What is particularly alarming about the current situation is the size of the EPU increase. We are seeing levels that eclipse those observed in the initial stages of the COVID-19 pandemic. This suggests that the market has not yet fully priced in the potential consequences of another Trump term.

Market corrections: Why VIX spikes signal an imminent end

Bear markets are as much about psychology as they are about economics. Selling into a falling market is emotionally draining and financially challenging. Historically, VIX spikes align with the final stages of a correction.

So far, we have yet to see a definitive VIX rise in the current correction cycle, signaling that markets may not have bottomed out (2):

From 1990 to 2022, the data shows a consistent pattern: VIX not only predicts corrections; it tends to culminate them. For investors, this means that the absence of a rise to ~50 suggests that there may be more turbulence on the horizon. When the VIX eventually rises, it is often the emotional and financial apex of market distress.

### Brief 1
Answer these questions from the market commentary:
(a) Current EPU levels eclipse those seen during which earlier period?
(b) With what stage of a correction have VIX spikes historically aligned?
(c) What span of years does the data with the consistent VIX pattern cover?
### Brief 2
Reproduce the stretch of the market commentary from "Bear markets are" through "of market distress.".
None of the data after this point is needed.

### Record excerpts
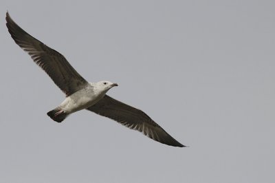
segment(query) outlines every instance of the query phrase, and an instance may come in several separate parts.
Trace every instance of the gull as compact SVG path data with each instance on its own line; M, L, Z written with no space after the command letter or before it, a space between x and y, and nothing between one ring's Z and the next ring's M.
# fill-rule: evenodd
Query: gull
M29 54L66 95L59 106L47 113L52 120L61 122L69 114L87 109L139 131L155 141L170 146L185 147L142 111L107 95L110 89L118 86L117 83L107 80L88 83L61 54L27 33L8 12L6 20L15 43Z

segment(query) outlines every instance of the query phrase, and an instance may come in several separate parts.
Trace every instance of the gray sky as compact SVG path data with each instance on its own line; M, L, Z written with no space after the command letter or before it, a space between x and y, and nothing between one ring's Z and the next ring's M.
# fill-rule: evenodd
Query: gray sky
M274 1L1 4L1 182L274 182ZM11 39L7 10L190 147L87 111L52 120L64 94Z

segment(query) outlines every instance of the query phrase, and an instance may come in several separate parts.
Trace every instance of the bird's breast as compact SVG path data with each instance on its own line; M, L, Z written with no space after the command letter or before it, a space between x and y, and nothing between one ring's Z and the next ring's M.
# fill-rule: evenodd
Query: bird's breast
M62 103L61 107L66 112L71 114L88 108L96 104L102 97L92 89L83 89L67 97Z

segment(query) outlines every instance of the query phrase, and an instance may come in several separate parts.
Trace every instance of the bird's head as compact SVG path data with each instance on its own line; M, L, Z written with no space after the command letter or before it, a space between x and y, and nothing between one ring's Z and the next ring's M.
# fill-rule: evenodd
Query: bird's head
M108 80L102 80L96 83L98 89L100 89L103 91L107 92L109 89L113 87L117 87L118 85L117 83L113 83Z

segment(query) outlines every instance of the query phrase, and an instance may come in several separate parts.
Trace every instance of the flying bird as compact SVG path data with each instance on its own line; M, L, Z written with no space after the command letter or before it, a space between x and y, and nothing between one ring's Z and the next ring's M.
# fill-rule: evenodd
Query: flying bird
M61 104L47 113L61 122L69 114L87 109L139 131L150 138L174 147L185 147L170 136L142 111L120 102L106 94L117 83L104 80L88 83L56 50L34 38L21 28L7 12L6 25L15 43L32 57L55 84L65 94Z

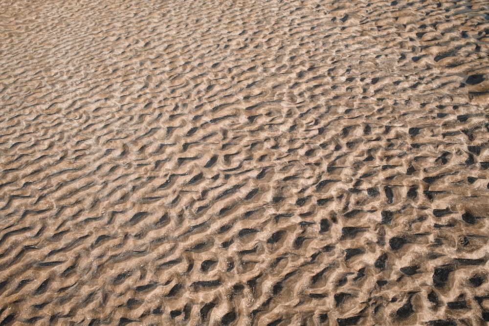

### Problem solution 1
(a) The initial stages of the COVID-19 pandemic.
(b) The final stages of a correction.
(c) From 1990 to 2022.

### Problem solution 2
Bear markets are as much about psychology as they are about economics. Selling into a falling market is emotionally draining and financially challenging. Historically, VIX spikes align with the final stages of a correction.

So far, we have yet to see a definitive VIX rise in the current correction cycle, signaling that markets may not have bottomed out (2):

From 1990 to 2022, the data shows a consistent pattern: VIX not only predicts corrections; it tends to culminate them. For investors, this means that the absence of a rise to ~50 suggests that there may be more turbulence on the horizon. When the VIX eventually rises, it is often the emotional and financial apex of market distress.